(Passage to read begins)

252 Mont. at 222, 827 P.2d at 1284.

The discussion and wording in both cases suggests that the Supreme Court has rejected any per se rule which automatically deems a settlement for less than policy limits to be full compensation for the claimant's loss. The problem, of course, is that a third-party settlement for less than policy limits may reflect liability concerns. Where there is a risk of non-recovery because of liability issues, especially where the risk is substantial, the plaintiff may settle for less than his actual economic damages. As I read the Court's Zacher and Francetich decisions, while a settlement for less than policy limits may in fact mean that claimant has been made whole, it does not as a matter of law mean that he has been made whole.

Claimant's attorney in the third-party action, David Paoli, testified that the third-party action was settled for far less than claimant's actual losses because a crucial piece of evidence had been lost. (Paoli Dep. at 8-9.) That evidence, which was the tractor frame bracket that was allegedly defective, was key evidence regarding liability. (Id.) Thus, the settlement reflected a substantial risk of non-recovery. (Id.) Counsel for Caterpillar estimated the odds of a defense verdict at 80 to 20. (Maynard Dep. at 9.) Caterpillar's policy limits was in the millions of dollars. (Id. at 6.)

(Passage to read ends)

| Problem |
Print everything in the passage on settlements and policy limits from "252 Mont. at" down to "been made whole.", word for word.

(Given material begins)

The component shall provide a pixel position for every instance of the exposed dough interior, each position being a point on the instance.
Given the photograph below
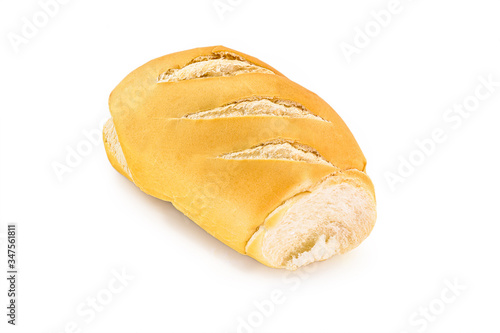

(Given material ends)

| Written solution |
252 Mont. at 222, 827 P.2d at 1284.

The discussion and wording in both cases suggests that the Supreme Court has rejected any per se rule which automatically deems a settlement for less than policy limits to be full compensation for the claimant's loss. The problem, of course, is that a third-party settlement for less than policy limits may reflect liability concerns. Where there is a risk of non-recovery because of liability issues, especially where the risk is substantial, the plaintiff may settle for less than his actual economic damages. As I read the Court's Zacher and Francetich decisions, while a settlement for less than policy limits may in fact mean that claimant has been made whole, it does not as a matter of law mean that he has been made whole.